(A block of data)
— Start —

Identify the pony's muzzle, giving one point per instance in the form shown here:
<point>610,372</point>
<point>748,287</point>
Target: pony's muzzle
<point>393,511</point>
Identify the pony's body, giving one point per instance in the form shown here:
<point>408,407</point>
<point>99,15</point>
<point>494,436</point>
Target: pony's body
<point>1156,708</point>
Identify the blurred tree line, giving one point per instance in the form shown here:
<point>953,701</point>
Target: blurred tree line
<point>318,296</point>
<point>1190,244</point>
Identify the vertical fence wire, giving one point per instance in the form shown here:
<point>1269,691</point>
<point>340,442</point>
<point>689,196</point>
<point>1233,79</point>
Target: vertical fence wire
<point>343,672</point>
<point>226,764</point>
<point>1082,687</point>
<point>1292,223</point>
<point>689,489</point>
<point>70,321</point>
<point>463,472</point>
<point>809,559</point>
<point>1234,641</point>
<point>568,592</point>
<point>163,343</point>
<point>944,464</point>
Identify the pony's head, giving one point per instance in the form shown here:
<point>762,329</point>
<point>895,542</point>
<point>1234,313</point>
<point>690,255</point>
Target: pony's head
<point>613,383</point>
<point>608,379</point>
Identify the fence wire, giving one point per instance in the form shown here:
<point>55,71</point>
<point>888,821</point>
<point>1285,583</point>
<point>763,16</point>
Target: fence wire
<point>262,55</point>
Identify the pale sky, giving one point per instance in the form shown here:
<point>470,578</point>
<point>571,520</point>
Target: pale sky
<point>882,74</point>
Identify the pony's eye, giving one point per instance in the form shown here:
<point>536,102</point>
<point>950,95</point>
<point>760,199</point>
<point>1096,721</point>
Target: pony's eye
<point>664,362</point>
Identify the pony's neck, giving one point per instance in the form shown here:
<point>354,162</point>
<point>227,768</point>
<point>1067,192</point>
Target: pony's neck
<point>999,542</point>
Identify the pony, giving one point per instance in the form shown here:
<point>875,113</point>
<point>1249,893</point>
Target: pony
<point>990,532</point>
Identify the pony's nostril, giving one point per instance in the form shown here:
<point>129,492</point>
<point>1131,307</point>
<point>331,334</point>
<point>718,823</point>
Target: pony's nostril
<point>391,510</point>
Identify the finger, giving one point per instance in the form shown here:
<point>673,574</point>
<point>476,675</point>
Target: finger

— End —

Task description: Put every line of the data above into a numbered list, dropping any blank lines.

Response to the task:
1. Identify the pony's muzzle, giving one point per instance in the form shown here:
2. <point>610,372</point>
3. <point>748,287</point>
4. Target: pony's muzzle
5. <point>393,511</point>
6. Identify the pony's body, giving one point per instance in the form shown here:
7. <point>408,407</point>
8. <point>99,15</point>
9. <point>494,436</point>
10. Target: pony's body
11. <point>1156,708</point>
12. Identify the blurred tree line, giving one point per instance in the form shown here:
13. <point>953,701</point>
14. Target: blurred tree line
15. <point>318,296</point>
16. <point>1190,244</point>
17. Identify the vertical fence wire, giving one point per instance in the form shown here:
18. <point>1269,691</point>
19. <point>340,442</point>
20. <point>689,196</point>
21. <point>1233,79</point>
22. Target: vertical fence wire
23. <point>343,672</point>
24. <point>226,764</point>
25. <point>1082,687</point>
26. <point>1292,223</point>
27. <point>689,489</point>
28. <point>70,321</point>
29. <point>463,472</point>
30. <point>809,559</point>
31. <point>1234,641</point>
32. <point>568,592</point>
33. <point>163,343</point>
34. <point>944,464</point>
35. Identify the pony's head, giving one point per instance in the form shown here:
36. <point>762,329</point>
37. <point>895,542</point>
38. <point>1234,313</point>
39. <point>690,255</point>
40. Target: pony's head
41. <point>613,383</point>
42. <point>608,379</point>
43. Identify the fence wire, giving one point per instance in the form shown here:
44. <point>55,71</point>
45. <point>888,821</point>
46. <point>1285,583</point>
47. <point>763,16</point>
48. Target: fence wire
49. <point>262,55</point>
50. Identify the pale sky, giving one point per instance in the form shown here:
51. <point>470,578</point>
52. <point>571,520</point>
53. Target: pale sky
54. <point>882,74</point>
55. Identify the pony's eye, giving one point per instance in the form shown here:
56. <point>536,102</point>
57. <point>950,95</point>
58. <point>760,199</point>
59. <point>1096,721</point>
60. Target: pony's eye
61. <point>664,362</point>
62. Identify the pony's neck, giving one point per instance in the form shown here:
63. <point>354,162</point>
64. <point>227,768</point>
65. <point>1067,192</point>
66. Target: pony's neck
67. <point>999,542</point>
68. Identify the pony, giving one point per instance in the form shown here:
69. <point>875,113</point>
70. <point>1249,893</point>
71. Target: pony
72. <point>990,532</point>
73. Identify the pony's nostril, giving one point per instance in the form shown here:
74. <point>129,492</point>
75. <point>1131,307</point>
76. <point>331,334</point>
77. <point>718,823</point>
78. Target: pony's nostril
79. <point>391,510</point>
80. Identify the finger, giving one point per instance in the form shown here:
81. <point>673,574</point>
82. <point>476,675</point>
83. Target: finger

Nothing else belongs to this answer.